Segment Start: Data for the task

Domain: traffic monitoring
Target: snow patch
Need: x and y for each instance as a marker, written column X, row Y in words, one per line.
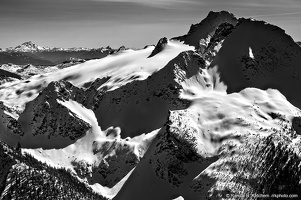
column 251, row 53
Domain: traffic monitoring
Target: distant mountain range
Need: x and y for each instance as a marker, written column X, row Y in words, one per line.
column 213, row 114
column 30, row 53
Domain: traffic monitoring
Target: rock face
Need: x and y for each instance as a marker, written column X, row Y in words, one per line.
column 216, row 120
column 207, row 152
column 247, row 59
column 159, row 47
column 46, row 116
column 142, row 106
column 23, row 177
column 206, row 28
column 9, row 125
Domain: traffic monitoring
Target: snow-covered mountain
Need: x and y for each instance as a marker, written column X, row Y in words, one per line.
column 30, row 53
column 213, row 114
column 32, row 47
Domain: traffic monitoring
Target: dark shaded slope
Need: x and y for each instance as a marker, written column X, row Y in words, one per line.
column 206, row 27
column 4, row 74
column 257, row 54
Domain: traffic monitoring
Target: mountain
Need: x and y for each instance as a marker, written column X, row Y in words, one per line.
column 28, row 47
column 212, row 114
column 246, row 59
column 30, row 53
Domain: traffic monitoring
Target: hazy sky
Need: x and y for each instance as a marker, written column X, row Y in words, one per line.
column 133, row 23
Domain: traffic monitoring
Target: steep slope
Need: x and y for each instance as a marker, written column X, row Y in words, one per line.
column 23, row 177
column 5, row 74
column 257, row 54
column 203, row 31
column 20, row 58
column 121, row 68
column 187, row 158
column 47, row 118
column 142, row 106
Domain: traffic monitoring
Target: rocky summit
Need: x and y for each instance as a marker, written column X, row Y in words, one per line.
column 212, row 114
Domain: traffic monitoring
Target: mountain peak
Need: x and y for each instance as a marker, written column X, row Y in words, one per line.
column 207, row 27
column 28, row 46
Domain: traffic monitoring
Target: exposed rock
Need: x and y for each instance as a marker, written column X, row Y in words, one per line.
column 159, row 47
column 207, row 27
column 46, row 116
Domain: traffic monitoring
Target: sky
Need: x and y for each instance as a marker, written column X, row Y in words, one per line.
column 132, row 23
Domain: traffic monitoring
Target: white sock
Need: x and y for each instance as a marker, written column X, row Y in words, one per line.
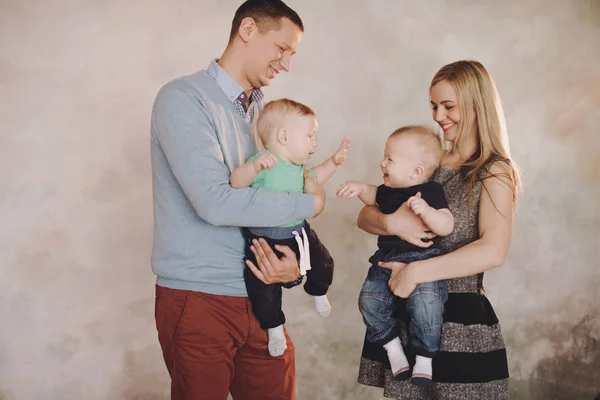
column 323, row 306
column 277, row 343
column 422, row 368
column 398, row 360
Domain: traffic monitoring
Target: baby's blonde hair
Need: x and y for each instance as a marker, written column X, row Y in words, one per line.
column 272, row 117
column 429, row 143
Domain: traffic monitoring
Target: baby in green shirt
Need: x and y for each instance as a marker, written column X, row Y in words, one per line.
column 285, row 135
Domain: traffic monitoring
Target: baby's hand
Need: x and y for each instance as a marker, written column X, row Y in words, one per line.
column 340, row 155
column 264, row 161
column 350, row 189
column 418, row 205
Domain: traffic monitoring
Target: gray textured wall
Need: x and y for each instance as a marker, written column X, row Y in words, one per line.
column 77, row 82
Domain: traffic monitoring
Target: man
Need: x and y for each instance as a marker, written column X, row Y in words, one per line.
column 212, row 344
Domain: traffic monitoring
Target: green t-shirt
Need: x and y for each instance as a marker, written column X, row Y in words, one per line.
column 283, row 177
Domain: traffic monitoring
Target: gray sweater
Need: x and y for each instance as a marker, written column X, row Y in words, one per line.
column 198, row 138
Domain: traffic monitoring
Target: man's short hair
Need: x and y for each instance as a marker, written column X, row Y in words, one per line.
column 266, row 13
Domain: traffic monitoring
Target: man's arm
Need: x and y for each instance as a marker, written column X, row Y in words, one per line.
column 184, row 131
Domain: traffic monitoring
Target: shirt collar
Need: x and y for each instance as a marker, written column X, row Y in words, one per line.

Segment End: Data for the task

* **Goal of the exercise**
If an entry holds a picture, leave the picture out and repeat the rest exactly.

* **Answer space**
Domain: traffic monitoring
Target: snow patch
Need: x and y for each instance as a marker, written column X, row Y in words, one per line.
column 251, row 53
Domain: traffic monitoring
Target: distant mountain range
Need: x and y for each instance as a marker, written column X, row Y in words, one per line.
column 213, row 114
column 30, row 53
Domain: traffic monitoring
Target: rock face
Need: x and y for each instance as a marker, written column X, row Y in words, one per line.
column 216, row 120
column 207, row 152
column 247, row 59
column 159, row 47
column 46, row 116
column 142, row 106
column 23, row 177
column 206, row 28
column 9, row 125
Domain: traffic monitoring
Target: snow-covered mountain
Need: x and y for each instance as a marker, written column X, row Y in words, one per line.
column 30, row 53
column 213, row 114
column 32, row 47
Domain: traffic monitoring
Target: dark shaded slope
Need: x and y for each instance as a marker, written column X, row Y in words, one per line.
column 206, row 27
column 4, row 74
column 257, row 54
Domain: traffic monitoring
Target: mountain
Need: x and y for each instance as a marker, written column X, row Y in words, one per line.
column 28, row 47
column 212, row 114
column 246, row 59
column 30, row 53
Domain: traffic monitoring
Target: hazy sky
Need: x and y for each instance as a marker, written column X, row Y in words, one per line.
column 133, row 23
Domain: traffic monitoring
Target: steep slope
Need: x and y for each instance as a marker, written column X, row Y in words, one per line.
column 23, row 177
column 5, row 74
column 257, row 54
column 203, row 31
column 20, row 58
column 121, row 68
column 187, row 158
column 47, row 118
column 142, row 106
Domain: traffic monitoring
Target: rocky summit
Need: x and y for each instance as a marker, written column X, row Y in words, one per line.
column 212, row 114
Domain: traffic monitoring
Target: mountain peak
Need: x and y for each instance as a marker, written column X, row Y in words, one per line.
column 207, row 27
column 28, row 46
Domain: traffic monitoring
Target: exposed rock
Need: x and y for each instance as a marker, written column X, row Y in words, one per line.
column 159, row 47
column 207, row 27
column 46, row 116
Domain: traffic monitoring
Target: sky
Need: x and y for each instance as a marker, written column X, row Y in words, one per line.
column 132, row 23
Domain: traffic monitoring
Target: white sock
Need: x and y for each instance as a marker, written column X, row Y in words, one per line.
column 323, row 306
column 277, row 343
column 422, row 368
column 398, row 360
Domain: traffic monitoring
Target: baby's blonde hair
Need: x and y for each instance as a marker, written column X, row Y in words, one per line.
column 272, row 117
column 429, row 143
Domain: traffic monitoring
Target: baby in green shirt
Need: x and y for each instance as a marker, written column X, row Y in words, one per line.
column 285, row 135
Domain: traffic monitoring
Target: baby's hand
Need: x and y for each instance as a marker, written column X, row Y in words, one per line.
column 340, row 155
column 264, row 161
column 350, row 189
column 418, row 205
Domain: traffic monitoring
Target: gray textured wall
Need: x and y for each instance as a marker, written column X, row Y in words, one per line.
column 77, row 82
Domain: traffic monitoring
Target: man
Need: x and y for each instance as a marker, written column X, row Y in words, one per line.
column 212, row 344
Domain: traffic monitoring
Target: green t-shirt
Need: x and y for each instance as a marker, written column X, row Y in words, one per line.
column 283, row 177
Domain: traffic monitoring
Target: gray sweater
Need: x and y for each instance as a marker, written column X, row Y in words, one per line.
column 198, row 138
Domain: traffic monitoring
Target: man's short hair
Need: x and y for each instance as a marker, written column X, row Y in words, one per line.
column 266, row 13
Domain: traffic monitoring
Target: man's arm
Need: x and y for each instance as a marker, written column X, row Y in words, one per line.
column 184, row 131
Domain: traffic monitoring
Target: shirt collar
Need: x and y for each instance as a marker, written column X, row Y in words, one per line.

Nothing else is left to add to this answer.